Location identification items:
━━━━━━━━━━━━━━━━━━━━

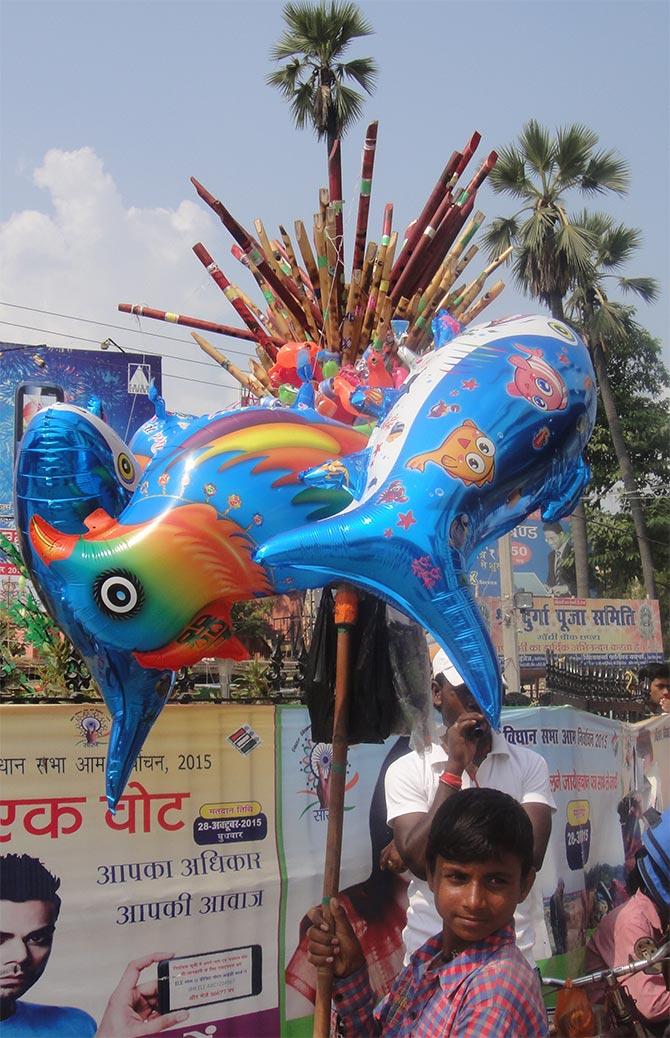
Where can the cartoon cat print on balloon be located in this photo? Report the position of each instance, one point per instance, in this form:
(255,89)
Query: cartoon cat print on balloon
(537,382)
(466,454)
(263,500)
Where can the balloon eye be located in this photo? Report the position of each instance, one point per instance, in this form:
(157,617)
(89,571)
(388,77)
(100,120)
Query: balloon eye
(125,468)
(475,462)
(484,445)
(118,594)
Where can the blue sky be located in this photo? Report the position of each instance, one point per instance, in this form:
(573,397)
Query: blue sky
(108,107)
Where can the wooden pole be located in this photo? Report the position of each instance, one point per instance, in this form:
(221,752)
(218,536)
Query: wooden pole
(346,608)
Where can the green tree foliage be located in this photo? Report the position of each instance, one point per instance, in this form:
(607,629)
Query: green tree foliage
(58,671)
(314,78)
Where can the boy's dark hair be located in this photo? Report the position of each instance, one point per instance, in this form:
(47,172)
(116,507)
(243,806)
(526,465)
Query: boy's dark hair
(652,671)
(478,825)
(25,878)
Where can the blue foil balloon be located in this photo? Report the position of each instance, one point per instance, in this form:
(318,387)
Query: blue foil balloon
(73,466)
(492,426)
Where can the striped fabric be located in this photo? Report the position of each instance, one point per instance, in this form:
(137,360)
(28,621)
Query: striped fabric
(486,991)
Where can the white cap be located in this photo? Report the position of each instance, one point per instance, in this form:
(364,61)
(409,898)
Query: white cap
(443,664)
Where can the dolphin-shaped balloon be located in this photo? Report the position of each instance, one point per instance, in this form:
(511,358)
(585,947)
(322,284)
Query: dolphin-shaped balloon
(71,465)
(469,451)
(142,582)
(469,448)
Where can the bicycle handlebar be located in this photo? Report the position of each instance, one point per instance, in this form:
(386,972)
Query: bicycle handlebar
(594,978)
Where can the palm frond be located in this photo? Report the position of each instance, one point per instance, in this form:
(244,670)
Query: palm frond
(577,244)
(645,288)
(364,71)
(349,106)
(537,147)
(573,147)
(500,234)
(617,245)
(286,79)
(606,171)
(302,108)
(508,175)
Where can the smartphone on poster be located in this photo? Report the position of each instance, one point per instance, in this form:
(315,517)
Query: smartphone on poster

━━━━━━━━━━━━━━━━━━━━

Quote, without alteration, the final stretch of the entries: the line with "Where can the dolphin-shaped" onward to the last line.

▶ Result of this exercise:
Where can the dolphin-shaped balloon be located in this photo? Report the position of each instance, one point per instance, in this form:
(511,358)
(585,947)
(322,284)
Query: dolphin-shaped balloon
(71,465)
(469,451)
(142,582)
(469,448)
Where can the bicycle handlebar be located in this photo? Report the position of each instance, one point per instance, in this form:
(386,972)
Query: bicycle handlebar
(594,978)
Where can the palm frond be located in this photo? Report the position of each instance, one point per instance, in this form:
(244,670)
Query: palm frond
(577,244)
(645,288)
(364,71)
(349,106)
(537,147)
(573,147)
(500,234)
(617,245)
(286,79)
(606,171)
(302,108)
(508,175)
Where can the smartphone on poster be located in this photo? Report the position of each instance, one point per instance, in this form:
(315,517)
Query: smartphone on poster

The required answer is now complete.